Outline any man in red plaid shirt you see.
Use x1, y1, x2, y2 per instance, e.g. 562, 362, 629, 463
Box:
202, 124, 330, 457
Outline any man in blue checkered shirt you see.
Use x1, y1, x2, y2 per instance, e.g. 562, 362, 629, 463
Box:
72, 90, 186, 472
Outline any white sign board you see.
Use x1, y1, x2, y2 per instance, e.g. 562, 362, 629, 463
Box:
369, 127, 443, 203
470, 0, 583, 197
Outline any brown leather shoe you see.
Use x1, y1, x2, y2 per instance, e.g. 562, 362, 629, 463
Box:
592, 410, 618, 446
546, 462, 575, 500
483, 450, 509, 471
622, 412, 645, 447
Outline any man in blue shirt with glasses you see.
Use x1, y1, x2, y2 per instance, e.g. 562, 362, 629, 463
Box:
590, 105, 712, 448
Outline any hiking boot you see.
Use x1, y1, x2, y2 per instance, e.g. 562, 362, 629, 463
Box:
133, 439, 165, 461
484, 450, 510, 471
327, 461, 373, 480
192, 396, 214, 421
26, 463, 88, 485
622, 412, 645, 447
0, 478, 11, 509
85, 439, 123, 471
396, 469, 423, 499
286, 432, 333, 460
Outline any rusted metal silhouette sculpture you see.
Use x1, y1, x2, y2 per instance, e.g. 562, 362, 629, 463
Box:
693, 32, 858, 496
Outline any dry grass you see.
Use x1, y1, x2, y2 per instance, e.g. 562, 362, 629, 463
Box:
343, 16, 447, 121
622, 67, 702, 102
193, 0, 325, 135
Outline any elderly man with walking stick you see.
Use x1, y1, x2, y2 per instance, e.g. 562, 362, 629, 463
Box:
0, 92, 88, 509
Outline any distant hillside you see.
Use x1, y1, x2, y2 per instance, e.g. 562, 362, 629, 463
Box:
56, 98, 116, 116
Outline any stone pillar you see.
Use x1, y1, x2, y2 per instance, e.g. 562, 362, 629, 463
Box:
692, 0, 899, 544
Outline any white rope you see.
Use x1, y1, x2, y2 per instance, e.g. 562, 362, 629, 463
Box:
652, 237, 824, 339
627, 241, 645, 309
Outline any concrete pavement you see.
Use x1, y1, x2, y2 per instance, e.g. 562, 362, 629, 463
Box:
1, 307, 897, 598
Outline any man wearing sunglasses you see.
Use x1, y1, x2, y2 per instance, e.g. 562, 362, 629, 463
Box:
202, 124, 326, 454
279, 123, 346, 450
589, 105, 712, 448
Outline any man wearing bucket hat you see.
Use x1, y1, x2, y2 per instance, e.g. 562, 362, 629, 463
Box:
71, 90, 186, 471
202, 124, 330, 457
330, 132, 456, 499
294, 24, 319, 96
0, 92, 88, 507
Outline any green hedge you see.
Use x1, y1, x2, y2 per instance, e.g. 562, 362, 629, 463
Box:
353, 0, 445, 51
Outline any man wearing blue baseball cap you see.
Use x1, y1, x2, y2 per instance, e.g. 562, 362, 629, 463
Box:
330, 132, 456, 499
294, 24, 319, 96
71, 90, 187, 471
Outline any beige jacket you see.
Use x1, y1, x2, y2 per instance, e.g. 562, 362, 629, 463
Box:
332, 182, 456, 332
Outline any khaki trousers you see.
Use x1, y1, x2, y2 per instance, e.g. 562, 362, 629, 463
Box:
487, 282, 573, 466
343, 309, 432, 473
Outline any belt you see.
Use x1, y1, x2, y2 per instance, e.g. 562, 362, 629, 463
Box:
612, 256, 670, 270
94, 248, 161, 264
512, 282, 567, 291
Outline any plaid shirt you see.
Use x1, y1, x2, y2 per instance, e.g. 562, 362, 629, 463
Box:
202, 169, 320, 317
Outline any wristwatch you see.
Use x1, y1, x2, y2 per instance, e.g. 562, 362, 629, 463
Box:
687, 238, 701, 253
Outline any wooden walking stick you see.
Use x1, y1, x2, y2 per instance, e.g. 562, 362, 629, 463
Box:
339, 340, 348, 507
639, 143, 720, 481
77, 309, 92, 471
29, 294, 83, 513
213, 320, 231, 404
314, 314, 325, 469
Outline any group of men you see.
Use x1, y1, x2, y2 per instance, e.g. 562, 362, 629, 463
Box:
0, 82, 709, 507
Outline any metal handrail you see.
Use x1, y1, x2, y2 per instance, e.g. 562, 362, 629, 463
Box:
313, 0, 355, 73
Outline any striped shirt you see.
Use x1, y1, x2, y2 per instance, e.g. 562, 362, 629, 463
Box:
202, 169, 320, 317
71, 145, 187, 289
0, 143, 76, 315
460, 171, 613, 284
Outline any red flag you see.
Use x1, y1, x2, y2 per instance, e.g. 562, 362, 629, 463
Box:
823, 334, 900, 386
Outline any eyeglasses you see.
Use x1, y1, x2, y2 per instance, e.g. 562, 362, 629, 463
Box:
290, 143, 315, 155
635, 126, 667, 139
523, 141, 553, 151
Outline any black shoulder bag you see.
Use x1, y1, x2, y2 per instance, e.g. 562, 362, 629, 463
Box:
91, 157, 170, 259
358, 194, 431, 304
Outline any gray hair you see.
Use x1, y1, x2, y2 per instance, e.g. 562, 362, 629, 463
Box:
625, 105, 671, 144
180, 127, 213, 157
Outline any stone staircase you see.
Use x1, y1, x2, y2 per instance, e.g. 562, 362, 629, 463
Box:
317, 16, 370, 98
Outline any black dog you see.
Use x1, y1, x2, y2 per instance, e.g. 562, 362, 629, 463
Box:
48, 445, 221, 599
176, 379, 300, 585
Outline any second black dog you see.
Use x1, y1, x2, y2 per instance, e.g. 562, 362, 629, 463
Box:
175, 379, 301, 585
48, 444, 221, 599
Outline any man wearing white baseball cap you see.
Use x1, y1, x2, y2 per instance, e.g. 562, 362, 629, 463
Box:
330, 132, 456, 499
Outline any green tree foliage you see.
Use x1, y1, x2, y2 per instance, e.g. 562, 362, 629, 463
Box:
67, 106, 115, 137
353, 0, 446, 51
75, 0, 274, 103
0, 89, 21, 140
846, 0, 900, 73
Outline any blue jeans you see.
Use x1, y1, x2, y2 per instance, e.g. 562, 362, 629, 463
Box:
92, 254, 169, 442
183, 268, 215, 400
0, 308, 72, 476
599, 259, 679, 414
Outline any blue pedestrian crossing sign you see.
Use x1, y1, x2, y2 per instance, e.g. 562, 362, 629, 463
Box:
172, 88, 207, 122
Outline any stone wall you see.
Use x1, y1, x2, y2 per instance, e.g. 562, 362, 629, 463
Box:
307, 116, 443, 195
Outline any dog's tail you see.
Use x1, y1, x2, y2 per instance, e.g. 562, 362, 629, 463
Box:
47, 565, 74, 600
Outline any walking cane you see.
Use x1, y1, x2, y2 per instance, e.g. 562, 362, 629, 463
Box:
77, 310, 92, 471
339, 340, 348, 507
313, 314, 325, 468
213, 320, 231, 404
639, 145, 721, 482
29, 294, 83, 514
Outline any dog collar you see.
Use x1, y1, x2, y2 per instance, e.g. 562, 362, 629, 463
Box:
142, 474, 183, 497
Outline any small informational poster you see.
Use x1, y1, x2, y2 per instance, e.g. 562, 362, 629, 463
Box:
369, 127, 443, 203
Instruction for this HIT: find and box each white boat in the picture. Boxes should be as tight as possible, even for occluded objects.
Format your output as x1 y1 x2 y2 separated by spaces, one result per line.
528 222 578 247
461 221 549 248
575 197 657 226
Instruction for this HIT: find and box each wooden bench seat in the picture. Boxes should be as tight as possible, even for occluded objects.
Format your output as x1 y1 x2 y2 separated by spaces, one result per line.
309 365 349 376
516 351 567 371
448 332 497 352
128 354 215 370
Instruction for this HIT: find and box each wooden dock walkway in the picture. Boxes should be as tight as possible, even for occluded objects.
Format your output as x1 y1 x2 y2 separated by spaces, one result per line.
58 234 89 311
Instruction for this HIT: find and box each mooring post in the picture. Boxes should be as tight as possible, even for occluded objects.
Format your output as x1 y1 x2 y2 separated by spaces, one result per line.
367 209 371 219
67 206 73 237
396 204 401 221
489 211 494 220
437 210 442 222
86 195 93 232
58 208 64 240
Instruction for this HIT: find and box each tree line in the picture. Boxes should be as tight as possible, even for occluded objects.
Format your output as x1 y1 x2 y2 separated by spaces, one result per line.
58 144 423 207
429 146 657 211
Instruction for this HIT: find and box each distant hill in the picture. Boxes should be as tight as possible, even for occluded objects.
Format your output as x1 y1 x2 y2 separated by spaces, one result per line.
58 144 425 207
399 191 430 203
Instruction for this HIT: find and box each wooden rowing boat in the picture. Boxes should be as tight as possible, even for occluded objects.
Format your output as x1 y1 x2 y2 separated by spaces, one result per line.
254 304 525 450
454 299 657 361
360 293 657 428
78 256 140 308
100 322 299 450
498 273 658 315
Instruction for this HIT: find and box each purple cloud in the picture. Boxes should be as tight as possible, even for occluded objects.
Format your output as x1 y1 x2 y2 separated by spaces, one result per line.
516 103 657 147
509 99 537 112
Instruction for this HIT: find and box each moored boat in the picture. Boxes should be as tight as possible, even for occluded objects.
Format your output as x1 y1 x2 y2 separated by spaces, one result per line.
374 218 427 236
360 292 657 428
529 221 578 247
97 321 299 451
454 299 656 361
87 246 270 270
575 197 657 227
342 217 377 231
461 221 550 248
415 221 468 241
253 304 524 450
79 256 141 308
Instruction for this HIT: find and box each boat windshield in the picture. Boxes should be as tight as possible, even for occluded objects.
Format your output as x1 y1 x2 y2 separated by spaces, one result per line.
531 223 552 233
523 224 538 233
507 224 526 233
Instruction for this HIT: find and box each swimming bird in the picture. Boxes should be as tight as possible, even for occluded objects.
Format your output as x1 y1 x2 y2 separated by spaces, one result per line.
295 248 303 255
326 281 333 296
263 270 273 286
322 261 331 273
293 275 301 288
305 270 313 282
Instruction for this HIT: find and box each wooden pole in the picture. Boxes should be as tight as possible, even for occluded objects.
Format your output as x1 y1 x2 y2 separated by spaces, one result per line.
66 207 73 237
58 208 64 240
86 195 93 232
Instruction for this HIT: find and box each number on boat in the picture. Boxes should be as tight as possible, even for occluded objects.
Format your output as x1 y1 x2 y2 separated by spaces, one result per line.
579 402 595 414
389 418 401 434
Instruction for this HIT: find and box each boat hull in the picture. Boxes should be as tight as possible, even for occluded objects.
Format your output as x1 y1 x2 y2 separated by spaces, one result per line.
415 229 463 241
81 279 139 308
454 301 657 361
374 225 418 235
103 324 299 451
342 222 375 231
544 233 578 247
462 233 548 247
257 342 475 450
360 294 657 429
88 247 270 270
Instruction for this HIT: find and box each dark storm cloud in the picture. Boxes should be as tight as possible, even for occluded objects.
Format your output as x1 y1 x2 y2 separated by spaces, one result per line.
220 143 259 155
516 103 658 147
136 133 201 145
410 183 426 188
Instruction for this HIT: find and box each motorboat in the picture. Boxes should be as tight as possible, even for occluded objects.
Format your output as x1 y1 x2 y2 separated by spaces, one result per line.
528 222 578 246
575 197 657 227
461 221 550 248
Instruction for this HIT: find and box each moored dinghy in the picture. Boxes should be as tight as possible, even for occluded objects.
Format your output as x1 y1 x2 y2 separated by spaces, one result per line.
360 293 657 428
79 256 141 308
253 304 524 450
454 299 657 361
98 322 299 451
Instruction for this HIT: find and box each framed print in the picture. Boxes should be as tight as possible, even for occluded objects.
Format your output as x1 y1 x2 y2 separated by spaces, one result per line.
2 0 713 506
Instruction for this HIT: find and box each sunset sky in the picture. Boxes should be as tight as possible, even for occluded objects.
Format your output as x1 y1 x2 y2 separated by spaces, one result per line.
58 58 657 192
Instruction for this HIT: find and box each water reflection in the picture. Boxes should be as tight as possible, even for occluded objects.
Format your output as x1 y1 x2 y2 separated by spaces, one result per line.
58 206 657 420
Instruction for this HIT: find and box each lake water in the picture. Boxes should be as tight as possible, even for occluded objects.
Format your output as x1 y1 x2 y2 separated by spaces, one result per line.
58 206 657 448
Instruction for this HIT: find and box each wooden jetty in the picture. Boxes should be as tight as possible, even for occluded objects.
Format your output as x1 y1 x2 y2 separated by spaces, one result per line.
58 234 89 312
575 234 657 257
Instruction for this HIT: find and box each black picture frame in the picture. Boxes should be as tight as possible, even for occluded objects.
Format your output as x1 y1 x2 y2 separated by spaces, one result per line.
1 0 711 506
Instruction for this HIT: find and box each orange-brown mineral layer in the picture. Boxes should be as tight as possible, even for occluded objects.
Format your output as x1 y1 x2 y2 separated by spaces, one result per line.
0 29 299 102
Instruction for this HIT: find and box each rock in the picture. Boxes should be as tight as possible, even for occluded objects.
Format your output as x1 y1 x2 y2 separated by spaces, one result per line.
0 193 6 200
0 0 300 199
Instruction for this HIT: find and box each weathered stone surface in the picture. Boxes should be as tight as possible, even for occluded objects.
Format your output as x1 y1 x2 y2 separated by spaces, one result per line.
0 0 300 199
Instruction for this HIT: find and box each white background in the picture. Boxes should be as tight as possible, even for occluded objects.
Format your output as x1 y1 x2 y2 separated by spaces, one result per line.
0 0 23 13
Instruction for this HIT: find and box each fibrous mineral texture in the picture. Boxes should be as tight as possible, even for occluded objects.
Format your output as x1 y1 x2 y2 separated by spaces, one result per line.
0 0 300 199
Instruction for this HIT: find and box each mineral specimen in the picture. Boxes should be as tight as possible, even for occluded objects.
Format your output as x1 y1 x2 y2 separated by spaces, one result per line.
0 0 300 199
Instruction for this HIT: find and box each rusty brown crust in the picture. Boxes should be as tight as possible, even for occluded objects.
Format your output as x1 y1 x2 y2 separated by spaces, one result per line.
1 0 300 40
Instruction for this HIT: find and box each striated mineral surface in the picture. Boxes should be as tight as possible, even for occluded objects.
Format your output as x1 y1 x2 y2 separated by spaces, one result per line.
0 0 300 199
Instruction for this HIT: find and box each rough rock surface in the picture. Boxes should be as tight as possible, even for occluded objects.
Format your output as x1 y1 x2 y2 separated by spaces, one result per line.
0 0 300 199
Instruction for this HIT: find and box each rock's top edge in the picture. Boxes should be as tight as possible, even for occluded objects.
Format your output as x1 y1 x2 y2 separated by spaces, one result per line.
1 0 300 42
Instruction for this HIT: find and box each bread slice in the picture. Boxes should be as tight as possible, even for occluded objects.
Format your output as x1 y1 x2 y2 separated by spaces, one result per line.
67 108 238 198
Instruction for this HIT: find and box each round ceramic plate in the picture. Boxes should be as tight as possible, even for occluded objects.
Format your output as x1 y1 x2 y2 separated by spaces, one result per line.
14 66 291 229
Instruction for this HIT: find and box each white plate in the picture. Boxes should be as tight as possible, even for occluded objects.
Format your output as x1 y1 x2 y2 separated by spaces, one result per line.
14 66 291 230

══════════

**What the task asks:** In the records above, find the line containing "Outline any man in blue shirt" and restate word for word every line from the first through that one.

**Answer to this exercise:**
Outline any man in red plaid shirt you see.
Use x1, y1, x2, y2 per instance, e.g. 562, 362, 629, 463
Box:
202, 124, 330, 457
Outline any man in blue checkered shirt you see.
Use x1, y1, x2, y2 per instance, e.g. 562, 362, 629, 463
Box:
72, 90, 186, 472
Outline any white sign board you see.
Use x1, y1, x2, y2 per instance, e.g. 562, 362, 629, 463
Box:
369, 127, 443, 203
470, 0, 583, 197
Outline any brown leather shoe you see.
Use x1, y1, x2, y2 per instance, e.g. 562, 362, 629, 463
Box:
592, 410, 618, 446
546, 462, 575, 500
483, 450, 509, 471
622, 412, 645, 447
Outline any man in blue shirt with glasses you see.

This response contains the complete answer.